(Items listed in a dataset)
..............................
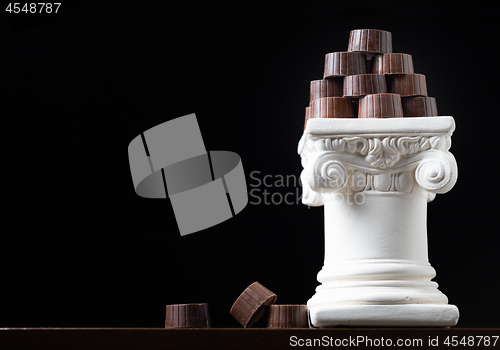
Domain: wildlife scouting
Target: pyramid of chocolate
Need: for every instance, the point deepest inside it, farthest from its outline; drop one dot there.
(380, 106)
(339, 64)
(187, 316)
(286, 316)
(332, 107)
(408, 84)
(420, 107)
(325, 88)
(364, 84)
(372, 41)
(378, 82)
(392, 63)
..............................
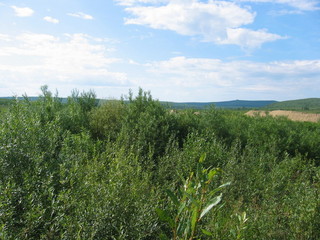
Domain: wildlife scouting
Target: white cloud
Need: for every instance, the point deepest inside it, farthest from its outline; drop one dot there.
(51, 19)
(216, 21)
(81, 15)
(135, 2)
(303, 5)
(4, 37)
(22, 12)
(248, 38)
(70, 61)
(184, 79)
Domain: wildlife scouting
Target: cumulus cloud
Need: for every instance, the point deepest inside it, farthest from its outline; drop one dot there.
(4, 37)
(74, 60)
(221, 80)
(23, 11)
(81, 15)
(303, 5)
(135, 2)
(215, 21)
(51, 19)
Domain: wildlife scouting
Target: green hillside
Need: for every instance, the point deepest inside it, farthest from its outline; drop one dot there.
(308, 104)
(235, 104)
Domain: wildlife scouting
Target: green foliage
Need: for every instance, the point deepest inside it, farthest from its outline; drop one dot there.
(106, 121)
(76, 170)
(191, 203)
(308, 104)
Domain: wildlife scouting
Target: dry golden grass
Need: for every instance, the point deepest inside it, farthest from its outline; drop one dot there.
..............................
- PROBLEM TO SOLVE: If a line in the data above contains "cloud", return that line.

- WRITTEN SOLUTION:
Target: white cloud
Target: cumulus cloud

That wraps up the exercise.